--- begin ---

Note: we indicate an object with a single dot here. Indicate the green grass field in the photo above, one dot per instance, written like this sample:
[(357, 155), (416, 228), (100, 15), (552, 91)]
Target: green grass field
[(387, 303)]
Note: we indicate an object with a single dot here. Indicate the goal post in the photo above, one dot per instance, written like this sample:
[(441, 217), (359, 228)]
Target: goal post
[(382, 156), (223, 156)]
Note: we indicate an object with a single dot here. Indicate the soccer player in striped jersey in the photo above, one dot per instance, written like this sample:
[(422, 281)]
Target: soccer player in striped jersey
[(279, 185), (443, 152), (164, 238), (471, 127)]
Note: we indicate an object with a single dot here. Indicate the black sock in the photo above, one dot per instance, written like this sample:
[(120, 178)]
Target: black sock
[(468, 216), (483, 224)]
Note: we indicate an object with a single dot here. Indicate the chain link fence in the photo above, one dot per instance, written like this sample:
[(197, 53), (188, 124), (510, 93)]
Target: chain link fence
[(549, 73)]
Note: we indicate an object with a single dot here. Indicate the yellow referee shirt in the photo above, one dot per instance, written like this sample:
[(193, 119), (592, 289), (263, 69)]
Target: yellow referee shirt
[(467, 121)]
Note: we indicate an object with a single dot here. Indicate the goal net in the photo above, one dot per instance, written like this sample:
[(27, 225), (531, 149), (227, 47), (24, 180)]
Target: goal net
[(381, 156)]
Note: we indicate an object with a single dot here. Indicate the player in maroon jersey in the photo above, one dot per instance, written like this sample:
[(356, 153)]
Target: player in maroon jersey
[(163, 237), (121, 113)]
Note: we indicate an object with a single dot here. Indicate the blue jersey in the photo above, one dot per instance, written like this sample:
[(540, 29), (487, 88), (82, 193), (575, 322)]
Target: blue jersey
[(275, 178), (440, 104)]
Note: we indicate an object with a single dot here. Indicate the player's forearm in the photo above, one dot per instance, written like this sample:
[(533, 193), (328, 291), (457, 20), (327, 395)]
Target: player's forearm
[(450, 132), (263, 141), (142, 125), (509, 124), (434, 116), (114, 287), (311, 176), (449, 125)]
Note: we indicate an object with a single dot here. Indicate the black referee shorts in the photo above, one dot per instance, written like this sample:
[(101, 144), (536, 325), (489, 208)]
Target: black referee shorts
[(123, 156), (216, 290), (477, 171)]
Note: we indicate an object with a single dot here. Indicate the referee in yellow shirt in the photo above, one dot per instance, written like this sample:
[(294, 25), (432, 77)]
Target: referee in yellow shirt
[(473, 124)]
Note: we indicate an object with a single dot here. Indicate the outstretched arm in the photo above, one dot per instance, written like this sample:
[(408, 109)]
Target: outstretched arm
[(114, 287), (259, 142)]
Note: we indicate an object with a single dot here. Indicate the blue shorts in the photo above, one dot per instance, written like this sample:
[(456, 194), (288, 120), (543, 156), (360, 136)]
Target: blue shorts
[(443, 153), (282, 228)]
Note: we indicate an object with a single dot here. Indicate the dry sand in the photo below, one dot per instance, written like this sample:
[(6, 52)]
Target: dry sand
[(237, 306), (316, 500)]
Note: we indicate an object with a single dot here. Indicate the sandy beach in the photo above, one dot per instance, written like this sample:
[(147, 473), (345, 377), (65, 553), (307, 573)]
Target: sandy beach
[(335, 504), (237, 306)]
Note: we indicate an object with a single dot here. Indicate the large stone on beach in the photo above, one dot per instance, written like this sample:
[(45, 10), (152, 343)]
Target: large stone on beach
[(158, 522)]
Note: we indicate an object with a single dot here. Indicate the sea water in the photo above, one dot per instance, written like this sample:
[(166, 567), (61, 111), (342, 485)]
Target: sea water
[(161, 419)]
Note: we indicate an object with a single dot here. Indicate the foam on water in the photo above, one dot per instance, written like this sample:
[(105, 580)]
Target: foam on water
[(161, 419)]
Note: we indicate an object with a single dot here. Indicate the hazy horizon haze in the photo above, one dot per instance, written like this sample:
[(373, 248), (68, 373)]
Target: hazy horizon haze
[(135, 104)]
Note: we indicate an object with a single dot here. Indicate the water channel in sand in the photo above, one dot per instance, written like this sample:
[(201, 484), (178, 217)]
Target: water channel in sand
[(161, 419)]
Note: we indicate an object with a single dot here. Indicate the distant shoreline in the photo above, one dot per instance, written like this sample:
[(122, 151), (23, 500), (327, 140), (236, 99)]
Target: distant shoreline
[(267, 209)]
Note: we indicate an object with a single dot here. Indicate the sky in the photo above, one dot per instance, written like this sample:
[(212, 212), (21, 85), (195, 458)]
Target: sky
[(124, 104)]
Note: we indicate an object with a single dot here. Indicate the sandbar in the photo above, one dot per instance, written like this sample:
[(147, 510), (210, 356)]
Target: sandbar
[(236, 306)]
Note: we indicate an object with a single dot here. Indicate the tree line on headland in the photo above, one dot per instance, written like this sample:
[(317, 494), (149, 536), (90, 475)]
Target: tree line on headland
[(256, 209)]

--- end ---

Switch "single dot" to "single point" everywhere it occurs in the entries above, and write out all their lines again with nothing else altered.

Note: we indicate an object with a single point here. Indicate the green grass field in the photo above, one dot per instance, written like this sample:
[(357, 155), (416, 228), (100, 15), (552, 91)]
Target: green grass field
[(387, 303)]
Note: we indicate an object with a single point here. Indicate the goal post in the photo above, one dot per instance, written like this sample:
[(441, 217), (359, 228)]
Target: goal post
[(382, 156), (223, 156)]
Note: we indicate an object with a single point here. Indicate the soccer player in striped jersey in the photo above, one dot per instance, written like this sample:
[(422, 281)]
Target: soccer player in striped jersey
[(279, 185), (443, 152), (164, 238), (471, 127)]
Note: we indicate an object with a single point here. Indicate the black sock in the photo above, one dot per instance, written like this sample:
[(120, 178)]
Target: black sock
[(468, 216), (483, 224)]
Note: we indicate an object with a single point here. Indicate the chain link fence in the photo above, one dot per instance, written like this sample:
[(197, 53), (188, 124), (510, 93)]
Target: chain link fence
[(549, 73)]
Note: we indicate an object with a single point here. Indicate the yellow referee shirt in the photo above, one dot per instance, written like this sample:
[(193, 119), (592, 289), (263, 69)]
Target: yellow referee shirt
[(467, 121)]
Note: we indicate an object with a single point here. Indicate the goal net in the photo above, one dot per instance, written like this sample:
[(27, 225), (531, 149), (227, 47), (24, 180)]
Target: goal net
[(381, 156)]
Note: we indicate an object with a single point here. Indicate the player in maroon jersey in the photo above, one dot per instance, written like this sample:
[(356, 153)]
Target: player in maroon jersey
[(163, 237), (121, 113)]
Note: we indicate an object with a single point here. Indicate the blue jersey in the photo above, one dot per instance, written like this sample:
[(540, 29), (487, 88), (82, 193), (575, 322)]
Target: blue jersey
[(275, 178), (440, 104)]
Note: we indicate an object with a single point here. Indicate the player's forearm in the photo above, one dot per instance, written like this sample:
[(533, 193), (328, 291), (457, 20), (327, 395)]
Target: player's forearm
[(450, 132), (263, 141), (142, 125), (509, 124), (434, 116), (114, 287), (311, 176), (449, 125)]
Note: we indicate an object with a single point here. Indicate the black referee shorts in the photo above, one dot per instance, written like this sample:
[(101, 144), (536, 325), (489, 208)]
Target: black referee shorts
[(123, 156), (216, 290), (477, 171)]
Note: we indicate an object with a single point here. Indicate the referee in yellow shirt in the photo above, one dot per instance, written like this sample:
[(294, 25), (432, 77)]
Target: referee in yellow shirt
[(473, 124)]
Note: we indicate an object with a single point here. Indicate the outstretched arm in the photo above, one dot per instance, written like this sample:
[(408, 109)]
Target: outstretched arm
[(114, 287), (259, 142)]
Note: we indicate an object with a single point here. Indicate the blue shorts in the photo above, one dot per instance, written like this sample:
[(456, 194), (288, 120), (543, 156), (360, 136)]
Target: blue shorts
[(443, 153), (282, 228)]
Note: we indicate an object with a single point here. Indicate the dry sand in the photo below, one dot per instance, written like this sample:
[(6, 52)]
Target: dry sand
[(237, 306), (316, 500)]
Note: we indicate an object with a single point here. Indicate the sandy beach in the photo above, one dot per instance, written like this sample:
[(147, 473), (345, 377), (65, 553), (307, 573)]
Target: sandy beach
[(335, 504), (237, 306)]
Note: we indicate an object with a single point here. Indicate the large stone on beach in the photo above, one dot per instance, written like this sample:
[(45, 10), (152, 343)]
Target: large stone on beach
[(158, 522)]
Note: we indicate an object with a single point here. Indicate the sea water in the photo above, one dot per instance, written like this sample:
[(166, 567), (61, 111), (342, 485)]
Target: sea water
[(161, 419)]
Note: we indicate an object with a single point here. Indicate the foam on water in the photo above, one dot per instance, written like this sample:
[(105, 580)]
Target: foam on water
[(161, 419)]
Note: we indicate an object with a single point here. Indicate the hazy horizon haze in the photo above, one dot per instance, written like this sample:
[(373, 248), (68, 373)]
Target: hazy horizon haze
[(135, 104)]
Note: we indicate an object with a single point here. Indicate the water channel in sand in the photo above, one dot per instance, written like this sample:
[(201, 484), (178, 217)]
Target: water channel in sand
[(161, 419)]
Note: we indicate an object with a single point here. Indicate the distant shoreline in the photo above, one dot per instance, written like this sample:
[(122, 151), (23, 500), (327, 140), (236, 99)]
Target: distant shoreline
[(267, 209)]
Note: we indicate an object with a single point here. Indicate the sky in the photo above, one dot per instance, written like this sample:
[(212, 212), (21, 85), (195, 458)]
Target: sky
[(124, 104)]
Note: we indicate an object with a single point here. Indicate the sandbar in the photo above, one dot per instance, written like this sample:
[(147, 510), (210, 356)]
Target: sandbar
[(236, 306)]
Note: we indicate an object with a single point here. Indicate the tree line on headland in the photo above, one dot per instance, written like this sample:
[(317, 494), (149, 536), (90, 475)]
Target: tree line on headland
[(256, 209)]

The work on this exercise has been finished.